[Detection examples]
Start

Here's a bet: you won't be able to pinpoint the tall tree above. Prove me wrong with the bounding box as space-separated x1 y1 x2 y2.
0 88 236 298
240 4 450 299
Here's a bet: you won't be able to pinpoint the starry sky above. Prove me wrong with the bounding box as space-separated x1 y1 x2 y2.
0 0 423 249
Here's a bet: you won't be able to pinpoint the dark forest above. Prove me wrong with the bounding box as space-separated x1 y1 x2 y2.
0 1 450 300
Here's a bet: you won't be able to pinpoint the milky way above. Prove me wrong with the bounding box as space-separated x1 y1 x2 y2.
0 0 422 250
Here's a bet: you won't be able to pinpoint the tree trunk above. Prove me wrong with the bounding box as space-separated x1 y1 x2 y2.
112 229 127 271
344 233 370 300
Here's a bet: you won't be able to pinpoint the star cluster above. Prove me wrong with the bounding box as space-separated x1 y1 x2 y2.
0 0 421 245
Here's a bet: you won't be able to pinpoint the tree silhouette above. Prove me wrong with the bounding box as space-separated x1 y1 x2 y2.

End

WHAT IS REQUIRED: Rewrite the records above as a numbered list and drop any blank lines.

TASK RESULT:
1. Here's a bet: you won't be able to pinpoint the tall tree above. Prove me wrong with the bounding box as space-separated x1 y1 x2 y2.
2. 0 88 236 298
3. 240 4 450 299
4. Here's a bet: you won't be able to pinpoint the starry sky above. Prove me wrong with the bounding box as space-separated x1 y1 x2 y2.
5. 0 0 423 249
6. Here's a bet: you won't be able to pinpoint the dark forest above. Prove me wrong with the bounding box as space-separated x1 y1 x2 y2.
7. 0 1 450 300
8. Here's a bet: you won't be able to pinpoint the milky way above. Prove me wrong with the bounding box as space-separated x1 y1 x2 y2.
9. 0 0 422 250
10. Here's a bet: you won't be able to pinpoint the tree trunk above. Prove me wrong with the bounding box as space-separated x1 y1 x2 y2.
11. 112 229 127 271
12. 344 233 370 300
13. Here's a bet: you won't be able to pinpoint the star cluster above. Prove me wrong with the bounding box as space-separated x1 y1 x2 y2.
14. 0 0 421 245
15. Here's a bet: you won't be able to pinpoint the tree silhouette above. Prove me wrong with the bounding box as space-separated x1 y1 x2 y2.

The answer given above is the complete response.